→ CONSIGNA: Actualiza el pasaje desde la oración que contiene "De hecho, trabajadores" hasta justo después de "violar derechos humanos.", y sustituye "organizarse" por "movilizarse".
___ PASAJE
En CNEL, por ejemplo, empleados que leen medidores, cortan suministros eléctricos o realizan mantenimiento en postes fueron clasificados como “servidores públicos”, negándoles derechos laborales básicos. “Si usted maneja un camión o repara cables, es obrero, no burócrata. Pero el Estado prefirió ignorar esa realidad para ahorrarse costos”, denuncia Sosa.

Los números fríos —79 millones, 1.789 afectados— esconden dramas personales. Uno de los trabajadores, cuyo nombre se reserva por seguridad, pidió un préstamo para tratar el cáncer de su esposa, confiando en que su salario, con los beneficios colectivos, le permitiría pagarlo. Ahora, con la sentencia, su deuda se ha vuelto impagable. Otro más, tras enterarse de que debía devolver el equivalente a tres años de sueldo, sufrió un infarto. No sobrevivió.
“Esto no es un simple error administrativo”, insiste Sosa. “Es una violación sistemática de derechos humanos. El Estado está obligando a familias enteras a elegir entre comer o pagar una deuda que nunca debió existir”.
Frente a la presión social, el gobierno ha creado una mesa técnica para negociar una “modulación” de los pagos, extendiendo el plazo de devolución hasta diez años. Sin embargo, Sosa ve esto como una solución temporal. “El verdadero problema es que la sentencia sienta un precedente peligroso. Si CNEL puede hacer esto, ¿qué impedirá que CNT o Petroecuador repitan el modelo?”.
De hecho, trabajadores de otras empresas públicas ya han comenzado a organizarse. Temen que, bajo el mismo argumento legal, sus beneficios sean los siguientes en desaparecer.
Ante la falta de soluciones internas, Sosa y su equipo preparan una demanda ante la Comisión Interamericana de Derechos Humanos (CIDH). “El Ecuador ha ratificado convenios de la OIT y pactos internacionales que protegen la contratación colectiva. Si la Corte Constitucional los ignoró, la comunidad internacional debe intervenir”, argumenta.
El caso podría llevar al Estado ecuatoriano a una disyuntiva: o rectifica su política laboral, o enfrenta sanciones y condenas por violar derechos humanos.
La sentencia contra CNEL no es solo un fallo legal cuestionable; es un síntoma de un sistema que prioriza el ajuste fiscal sobre la dignidad de las personas. Si el Estado puede romper contratos colectivos retroactivamente, ¿qué seguridad laboral queda? Mientras las familias afectadas esperan una solución, la pregunta sigue en el aire: ¿Hasta qué punto puede un gobierno vulnerar los derechos de sus ciudadanos en nombre del “interés público”?
______
___ LISTADO DE DATOS
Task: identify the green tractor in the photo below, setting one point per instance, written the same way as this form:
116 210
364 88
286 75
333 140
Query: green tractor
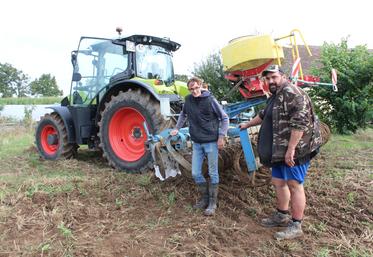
______
→ SOLUCIÓN ESCRITA:
De hecho, trabajadores de otras empresas públicas ya han comenzado a movilizarse. Temen que, bajo el mismo argumento legal, sus beneficios sean los siguientes en desaparecer.
Ante la falta de soluciones internas, Sosa y su equipo preparan una demanda ante la Comisión Interamericana de Derechos Humanos (CIDH). “El Ecuador ha ratificado convenios de la OIT y pactos internacionales que protegen la contratación colectiva. Si la Corte Constitucional los ignoró, la comunidad internacional debe intervenir”, argumenta.
El caso podría llevar al Estado ecuatoriano a una disyuntiva: o rectifica su política laboral, o enfrenta sanciones y condenas por violar derechos humanos.